— start of RECORDS FOR THIS EXERCISE —
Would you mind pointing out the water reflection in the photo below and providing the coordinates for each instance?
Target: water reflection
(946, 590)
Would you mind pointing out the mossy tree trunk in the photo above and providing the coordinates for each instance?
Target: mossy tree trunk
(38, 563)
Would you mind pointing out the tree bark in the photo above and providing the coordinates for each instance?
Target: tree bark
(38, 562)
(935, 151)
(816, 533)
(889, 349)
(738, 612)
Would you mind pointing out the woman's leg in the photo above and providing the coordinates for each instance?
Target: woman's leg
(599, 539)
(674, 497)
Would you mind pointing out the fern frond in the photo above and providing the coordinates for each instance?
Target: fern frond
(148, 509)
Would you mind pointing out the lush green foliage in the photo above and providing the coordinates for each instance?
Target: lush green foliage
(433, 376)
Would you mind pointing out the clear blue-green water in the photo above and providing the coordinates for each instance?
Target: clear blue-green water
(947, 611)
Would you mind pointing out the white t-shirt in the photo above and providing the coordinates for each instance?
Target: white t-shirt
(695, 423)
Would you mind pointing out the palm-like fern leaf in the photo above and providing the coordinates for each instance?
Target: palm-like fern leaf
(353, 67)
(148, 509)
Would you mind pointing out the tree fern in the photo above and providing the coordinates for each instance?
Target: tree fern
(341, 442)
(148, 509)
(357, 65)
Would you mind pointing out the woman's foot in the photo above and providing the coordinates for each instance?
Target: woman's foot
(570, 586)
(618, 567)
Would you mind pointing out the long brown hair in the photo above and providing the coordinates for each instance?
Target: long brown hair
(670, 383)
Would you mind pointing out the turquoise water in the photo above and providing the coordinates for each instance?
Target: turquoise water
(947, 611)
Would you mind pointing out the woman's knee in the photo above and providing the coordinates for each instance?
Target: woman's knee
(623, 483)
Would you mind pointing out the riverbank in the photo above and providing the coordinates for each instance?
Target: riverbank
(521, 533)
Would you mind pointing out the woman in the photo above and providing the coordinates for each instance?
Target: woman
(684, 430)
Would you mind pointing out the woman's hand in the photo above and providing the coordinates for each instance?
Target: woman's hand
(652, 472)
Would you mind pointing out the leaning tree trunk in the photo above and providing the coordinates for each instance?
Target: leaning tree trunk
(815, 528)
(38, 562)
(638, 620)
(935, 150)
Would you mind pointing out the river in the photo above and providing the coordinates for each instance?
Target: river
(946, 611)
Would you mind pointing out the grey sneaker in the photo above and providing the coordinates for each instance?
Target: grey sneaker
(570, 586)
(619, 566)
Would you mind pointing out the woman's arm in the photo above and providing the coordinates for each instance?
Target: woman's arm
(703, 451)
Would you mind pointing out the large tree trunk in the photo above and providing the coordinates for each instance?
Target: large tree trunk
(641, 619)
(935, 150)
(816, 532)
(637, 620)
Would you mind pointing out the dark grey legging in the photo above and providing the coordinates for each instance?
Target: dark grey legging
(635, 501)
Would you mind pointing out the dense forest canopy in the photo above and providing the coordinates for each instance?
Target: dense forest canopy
— end of RECORDS FOR THIS EXERCISE —
Reproduce all of the source data above, line for line, without changing anything.

Would you mind pointing out the water reflection in the photo below and providing the coordinates for each instance?
Target: water reflection
(946, 590)
Would you mind pointing out the mossy tree trunk in the photo above and providing the coordinates for each instance?
Target: mossy tree trunk
(38, 563)
Would you mind pointing out the tree bark in the photo above and providing the coordinates for each instance?
Target: tree bark
(38, 562)
(935, 151)
(816, 533)
(889, 349)
(738, 612)
Would you mind pointing out the woman's leg in the photo above and providing the coordinates for each instance?
Target: woman's leg
(599, 539)
(674, 497)
Would you mind pointing out the fern frond in the photo above and providing the coordinates for each instance?
Target: fern frond
(148, 509)
Would you mind pointing out the lush green foliage in the photo above and providing the coordinates for each instance?
Target: lush green foliage
(433, 376)
Would you mind pointing out the clear blue-green water in the photo above and providing the coordinates for each instance?
Target: clear blue-green water
(947, 611)
Would you mind pointing out the white t-shirt in the photo above and providing the coordinates for each instance?
Target: white t-shirt
(695, 423)
Would you mind pointing out the palm-like fern leaf in the photo above and providing the coordinates for each instance?
Target: palm-like fern leaf
(353, 67)
(148, 509)
Would you mind pointing out the tree fern in the photo above and providing the coordinates for each instance?
Target: tree fern
(341, 442)
(148, 509)
(357, 65)
Would you mind pointing out the woman's foot in the photo above and providing the coordinates for each instance?
Target: woman's foot
(570, 586)
(618, 567)
Would you mind pointing out the long brown hair in the photo above and providing the coordinates for each instance?
Target: long brown hair
(670, 383)
Would you mind pointing out the turquoise water in the photo above and providing the coordinates for each instance?
Target: turquoise water
(947, 611)
Would you mind pointing out the woman's knee in the photo above and providing the coordinates for each instance?
Target: woman's knee
(623, 483)
Would you mind pointing out the riverbank in the photo above and providing the coordinates for each instance?
Target: riverbank
(521, 533)
Would you mind pointing out the woman in the photo above and providing the coordinates for each instance?
Target: woman
(684, 430)
Would you mind pointing out the woman's hand in the photo above and providing the coordinates for each instance?
Target: woman's hand
(652, 472)
Would you mind pointing out the leaning tree trunk in the photo above and providing the coordinates for each instance?
Target: leaning tree trunk
(815, 528)
(38, 562)
(638, 620)
(935, 150)
Would you mind pointing out the river in the photo above and providing the coordinates for each instance?
Target: river
(946, 611)
Would you mind pointing out the grey sneaker in the photo above and providing the coordinates for each instance?
Target: grey sneaker
(570, 586)
(619, 566)
Would you mind pointing out the woman's arm in the photo above and providing the coordinates for each instance?
Target: woman's arm
(703, 451)
Would you mind pointing out the large tree trunk in the photo above and providing the coordinates for each instance?
Target: large tree trunk
(641, 619)
(935, 150)
(816, 532)
(637, 620)
Would you mind pointing out the dark grey legging in the photo above and providing the coordinates for each instance?
Target: dark grey legging
(635, 501)
Would you mind pointing out the dense forest canopy in the photo above and providing the coordinates for each instance?
Target: dense forest canopy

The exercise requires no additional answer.